--- start of Records for this exercise ---
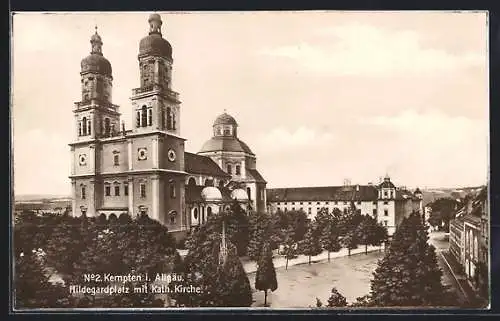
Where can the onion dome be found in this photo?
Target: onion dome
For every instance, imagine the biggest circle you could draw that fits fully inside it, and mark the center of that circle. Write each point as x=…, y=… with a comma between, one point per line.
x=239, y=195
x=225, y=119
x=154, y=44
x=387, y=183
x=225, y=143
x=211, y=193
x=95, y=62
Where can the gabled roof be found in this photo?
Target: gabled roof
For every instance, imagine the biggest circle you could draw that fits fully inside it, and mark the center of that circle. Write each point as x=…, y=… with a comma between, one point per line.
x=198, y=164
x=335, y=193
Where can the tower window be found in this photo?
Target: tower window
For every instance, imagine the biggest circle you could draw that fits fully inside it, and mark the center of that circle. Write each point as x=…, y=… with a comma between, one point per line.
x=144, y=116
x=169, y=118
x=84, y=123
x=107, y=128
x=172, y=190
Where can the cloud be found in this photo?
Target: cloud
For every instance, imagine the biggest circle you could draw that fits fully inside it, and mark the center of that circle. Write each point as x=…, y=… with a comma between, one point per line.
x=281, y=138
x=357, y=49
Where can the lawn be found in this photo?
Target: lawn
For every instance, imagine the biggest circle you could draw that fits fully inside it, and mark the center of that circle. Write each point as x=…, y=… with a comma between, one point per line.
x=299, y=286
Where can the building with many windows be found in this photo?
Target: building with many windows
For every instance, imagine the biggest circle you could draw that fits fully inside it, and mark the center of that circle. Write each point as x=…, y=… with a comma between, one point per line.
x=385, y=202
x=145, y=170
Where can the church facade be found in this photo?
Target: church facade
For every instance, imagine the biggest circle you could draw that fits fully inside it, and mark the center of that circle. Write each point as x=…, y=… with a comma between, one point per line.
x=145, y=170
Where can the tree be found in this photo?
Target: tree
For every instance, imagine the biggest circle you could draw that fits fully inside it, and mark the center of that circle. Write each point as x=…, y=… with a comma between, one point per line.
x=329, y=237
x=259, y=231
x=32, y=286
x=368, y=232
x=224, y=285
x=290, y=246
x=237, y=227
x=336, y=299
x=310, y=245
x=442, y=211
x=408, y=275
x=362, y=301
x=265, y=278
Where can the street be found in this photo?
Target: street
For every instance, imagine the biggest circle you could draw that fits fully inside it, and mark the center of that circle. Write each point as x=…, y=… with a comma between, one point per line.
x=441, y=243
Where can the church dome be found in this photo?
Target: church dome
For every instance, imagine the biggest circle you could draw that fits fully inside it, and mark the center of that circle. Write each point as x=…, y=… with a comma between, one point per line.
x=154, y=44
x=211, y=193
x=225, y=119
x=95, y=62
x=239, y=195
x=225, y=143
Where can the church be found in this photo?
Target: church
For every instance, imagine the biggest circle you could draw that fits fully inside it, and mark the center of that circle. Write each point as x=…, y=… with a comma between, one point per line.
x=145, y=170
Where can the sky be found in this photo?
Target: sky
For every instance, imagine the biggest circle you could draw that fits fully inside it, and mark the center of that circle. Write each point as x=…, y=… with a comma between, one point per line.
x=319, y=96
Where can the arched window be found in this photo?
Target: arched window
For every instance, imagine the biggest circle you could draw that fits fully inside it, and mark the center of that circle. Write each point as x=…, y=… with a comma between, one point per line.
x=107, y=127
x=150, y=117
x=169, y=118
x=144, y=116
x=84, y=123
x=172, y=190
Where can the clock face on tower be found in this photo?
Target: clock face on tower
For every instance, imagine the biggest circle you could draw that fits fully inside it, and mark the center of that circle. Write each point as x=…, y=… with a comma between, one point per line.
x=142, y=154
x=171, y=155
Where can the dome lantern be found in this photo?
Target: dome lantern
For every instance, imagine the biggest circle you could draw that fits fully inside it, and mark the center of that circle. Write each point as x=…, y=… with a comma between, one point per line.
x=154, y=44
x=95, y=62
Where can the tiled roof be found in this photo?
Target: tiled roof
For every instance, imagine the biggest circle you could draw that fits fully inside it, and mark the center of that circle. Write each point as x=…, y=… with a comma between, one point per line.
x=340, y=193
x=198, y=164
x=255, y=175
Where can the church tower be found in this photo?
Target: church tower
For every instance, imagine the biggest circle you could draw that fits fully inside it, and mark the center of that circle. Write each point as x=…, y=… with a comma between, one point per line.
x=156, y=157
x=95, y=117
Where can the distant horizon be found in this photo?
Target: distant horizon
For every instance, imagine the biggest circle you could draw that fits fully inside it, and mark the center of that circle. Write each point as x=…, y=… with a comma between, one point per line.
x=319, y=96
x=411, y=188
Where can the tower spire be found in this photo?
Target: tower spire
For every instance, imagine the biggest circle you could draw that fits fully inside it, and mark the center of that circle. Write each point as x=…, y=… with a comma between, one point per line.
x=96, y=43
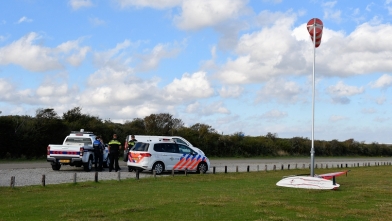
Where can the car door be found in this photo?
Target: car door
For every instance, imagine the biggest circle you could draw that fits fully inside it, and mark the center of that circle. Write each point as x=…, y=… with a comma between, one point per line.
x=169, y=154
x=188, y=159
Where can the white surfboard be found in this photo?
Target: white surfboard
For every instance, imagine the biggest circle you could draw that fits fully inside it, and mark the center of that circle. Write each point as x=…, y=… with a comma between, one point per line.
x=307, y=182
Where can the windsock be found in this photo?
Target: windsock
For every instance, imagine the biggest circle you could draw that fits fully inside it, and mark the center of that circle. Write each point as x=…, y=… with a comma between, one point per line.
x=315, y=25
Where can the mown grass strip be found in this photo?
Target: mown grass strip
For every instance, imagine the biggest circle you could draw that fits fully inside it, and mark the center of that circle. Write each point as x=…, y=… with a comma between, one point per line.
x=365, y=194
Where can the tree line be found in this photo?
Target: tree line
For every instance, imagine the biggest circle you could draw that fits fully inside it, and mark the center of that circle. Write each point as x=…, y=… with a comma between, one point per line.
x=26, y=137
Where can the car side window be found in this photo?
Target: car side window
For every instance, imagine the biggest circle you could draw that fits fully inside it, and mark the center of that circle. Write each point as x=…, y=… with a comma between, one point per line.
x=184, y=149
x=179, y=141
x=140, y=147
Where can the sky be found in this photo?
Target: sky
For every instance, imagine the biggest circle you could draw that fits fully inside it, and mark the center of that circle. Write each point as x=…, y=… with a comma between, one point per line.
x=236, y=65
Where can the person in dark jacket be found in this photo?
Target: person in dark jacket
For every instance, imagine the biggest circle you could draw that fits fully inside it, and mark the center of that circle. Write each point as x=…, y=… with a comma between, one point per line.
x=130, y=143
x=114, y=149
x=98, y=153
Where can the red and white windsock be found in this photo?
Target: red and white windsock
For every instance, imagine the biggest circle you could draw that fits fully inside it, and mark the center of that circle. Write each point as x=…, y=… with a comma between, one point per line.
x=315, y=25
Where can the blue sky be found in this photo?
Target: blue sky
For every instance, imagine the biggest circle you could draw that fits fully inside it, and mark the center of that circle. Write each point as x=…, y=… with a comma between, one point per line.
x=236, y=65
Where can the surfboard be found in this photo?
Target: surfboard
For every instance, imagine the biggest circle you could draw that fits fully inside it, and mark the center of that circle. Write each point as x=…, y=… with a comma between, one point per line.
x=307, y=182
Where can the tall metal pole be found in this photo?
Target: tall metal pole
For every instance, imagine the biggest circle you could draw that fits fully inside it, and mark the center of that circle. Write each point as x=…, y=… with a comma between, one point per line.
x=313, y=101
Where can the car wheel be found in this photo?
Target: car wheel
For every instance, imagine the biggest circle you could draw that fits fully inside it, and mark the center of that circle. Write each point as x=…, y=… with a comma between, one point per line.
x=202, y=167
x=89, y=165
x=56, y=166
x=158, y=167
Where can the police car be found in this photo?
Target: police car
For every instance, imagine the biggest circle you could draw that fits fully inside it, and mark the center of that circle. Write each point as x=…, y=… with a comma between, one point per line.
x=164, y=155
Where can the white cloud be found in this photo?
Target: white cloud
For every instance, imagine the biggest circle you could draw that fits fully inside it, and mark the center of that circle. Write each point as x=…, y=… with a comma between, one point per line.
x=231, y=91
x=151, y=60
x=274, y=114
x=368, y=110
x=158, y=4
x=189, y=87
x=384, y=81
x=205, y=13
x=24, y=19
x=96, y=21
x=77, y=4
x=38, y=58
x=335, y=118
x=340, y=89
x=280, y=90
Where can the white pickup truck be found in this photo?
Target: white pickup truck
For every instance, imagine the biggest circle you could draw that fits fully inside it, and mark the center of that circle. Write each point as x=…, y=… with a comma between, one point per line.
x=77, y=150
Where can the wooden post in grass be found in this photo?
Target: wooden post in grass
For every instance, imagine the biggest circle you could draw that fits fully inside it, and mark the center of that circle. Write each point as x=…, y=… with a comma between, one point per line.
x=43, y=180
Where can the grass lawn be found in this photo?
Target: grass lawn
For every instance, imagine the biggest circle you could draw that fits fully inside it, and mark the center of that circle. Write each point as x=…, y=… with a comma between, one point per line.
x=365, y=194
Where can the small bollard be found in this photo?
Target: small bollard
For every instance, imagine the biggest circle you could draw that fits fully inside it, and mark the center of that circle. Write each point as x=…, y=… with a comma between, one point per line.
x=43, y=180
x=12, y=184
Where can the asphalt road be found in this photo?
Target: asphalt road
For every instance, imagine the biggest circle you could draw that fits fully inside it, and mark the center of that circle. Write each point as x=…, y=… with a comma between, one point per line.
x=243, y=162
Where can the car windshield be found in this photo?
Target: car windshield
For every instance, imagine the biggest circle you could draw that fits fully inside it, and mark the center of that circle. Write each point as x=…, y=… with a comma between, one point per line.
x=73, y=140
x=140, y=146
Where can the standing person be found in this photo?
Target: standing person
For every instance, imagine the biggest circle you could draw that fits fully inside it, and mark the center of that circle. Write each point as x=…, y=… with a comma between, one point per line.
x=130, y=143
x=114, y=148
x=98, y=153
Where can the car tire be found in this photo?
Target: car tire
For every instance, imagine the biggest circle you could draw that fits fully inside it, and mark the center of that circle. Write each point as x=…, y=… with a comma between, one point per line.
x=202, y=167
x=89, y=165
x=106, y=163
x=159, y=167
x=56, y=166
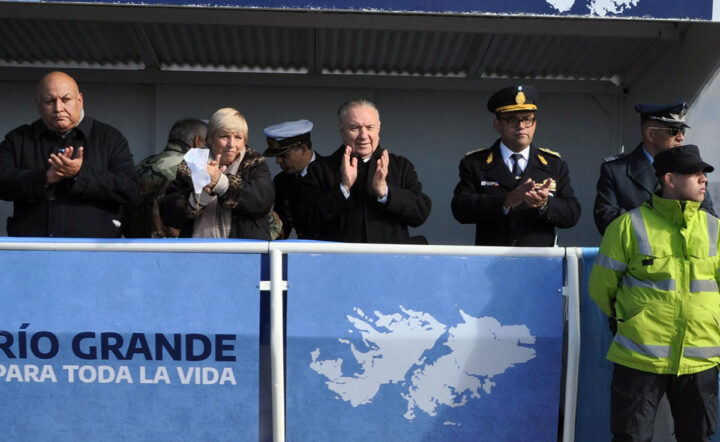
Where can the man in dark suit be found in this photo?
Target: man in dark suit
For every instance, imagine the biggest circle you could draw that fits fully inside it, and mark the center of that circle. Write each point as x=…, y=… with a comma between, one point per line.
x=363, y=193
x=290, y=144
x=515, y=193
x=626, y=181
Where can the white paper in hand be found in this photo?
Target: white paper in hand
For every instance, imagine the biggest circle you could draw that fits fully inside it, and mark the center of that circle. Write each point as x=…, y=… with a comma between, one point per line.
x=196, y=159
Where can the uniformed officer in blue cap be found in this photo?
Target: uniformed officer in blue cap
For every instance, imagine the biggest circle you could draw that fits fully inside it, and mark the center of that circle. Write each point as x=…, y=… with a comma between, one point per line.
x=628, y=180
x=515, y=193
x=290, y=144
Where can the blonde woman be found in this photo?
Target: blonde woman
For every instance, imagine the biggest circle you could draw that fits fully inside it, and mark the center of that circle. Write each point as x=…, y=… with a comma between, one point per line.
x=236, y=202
--- end of Records for this exercise ---
--- start of Records for this exercise ---
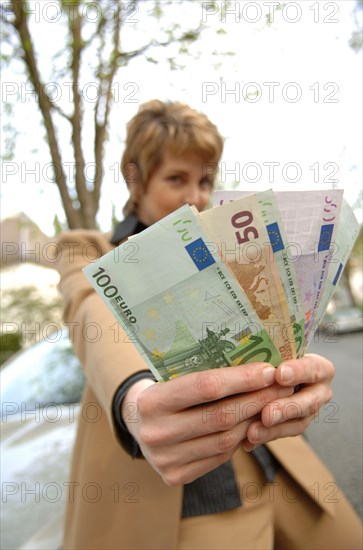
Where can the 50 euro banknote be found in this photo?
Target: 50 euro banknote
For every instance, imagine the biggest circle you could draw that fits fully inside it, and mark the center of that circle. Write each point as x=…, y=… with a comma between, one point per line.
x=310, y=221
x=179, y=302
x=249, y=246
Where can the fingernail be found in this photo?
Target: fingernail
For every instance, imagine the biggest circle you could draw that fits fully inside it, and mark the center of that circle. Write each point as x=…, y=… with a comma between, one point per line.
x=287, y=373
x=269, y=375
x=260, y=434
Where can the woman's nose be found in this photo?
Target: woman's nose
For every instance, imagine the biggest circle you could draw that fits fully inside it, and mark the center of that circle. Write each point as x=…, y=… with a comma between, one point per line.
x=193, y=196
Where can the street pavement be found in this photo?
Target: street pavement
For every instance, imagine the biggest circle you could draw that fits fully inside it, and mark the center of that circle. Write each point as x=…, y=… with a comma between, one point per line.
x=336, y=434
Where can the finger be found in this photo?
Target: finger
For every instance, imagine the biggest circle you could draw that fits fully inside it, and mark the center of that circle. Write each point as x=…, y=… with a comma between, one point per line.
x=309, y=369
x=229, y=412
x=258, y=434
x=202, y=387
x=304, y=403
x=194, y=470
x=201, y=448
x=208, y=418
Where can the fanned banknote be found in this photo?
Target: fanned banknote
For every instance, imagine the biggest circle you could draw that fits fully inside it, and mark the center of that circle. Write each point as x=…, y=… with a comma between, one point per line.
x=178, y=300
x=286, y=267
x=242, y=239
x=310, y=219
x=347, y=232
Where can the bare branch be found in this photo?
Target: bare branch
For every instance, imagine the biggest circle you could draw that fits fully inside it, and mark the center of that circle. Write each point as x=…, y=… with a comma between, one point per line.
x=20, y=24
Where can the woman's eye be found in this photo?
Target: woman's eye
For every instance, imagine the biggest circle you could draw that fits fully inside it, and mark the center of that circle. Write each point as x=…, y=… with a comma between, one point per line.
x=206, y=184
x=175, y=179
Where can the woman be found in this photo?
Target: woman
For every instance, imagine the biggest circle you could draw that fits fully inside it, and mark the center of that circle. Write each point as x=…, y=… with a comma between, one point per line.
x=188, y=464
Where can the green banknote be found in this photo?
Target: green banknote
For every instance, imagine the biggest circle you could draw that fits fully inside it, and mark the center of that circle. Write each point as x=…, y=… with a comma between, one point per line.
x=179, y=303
--- end of Records for this exercise ---
### What you need to do
Rewrite the data starting at the line that has "Where can the police" and ending after the line that has "x=164, y=155", with "police car" changed to "patrol car" and nothing else altered.

### Output of the exercise
Where can the patrol car be found in this photo?
Target: patrol car
For every instance, imagine the biggest circle you could draw that fits fully inside it, and mark the center of that circle. Write each point as x=…, y=… with a comma between, one point per line.
x=164, y=155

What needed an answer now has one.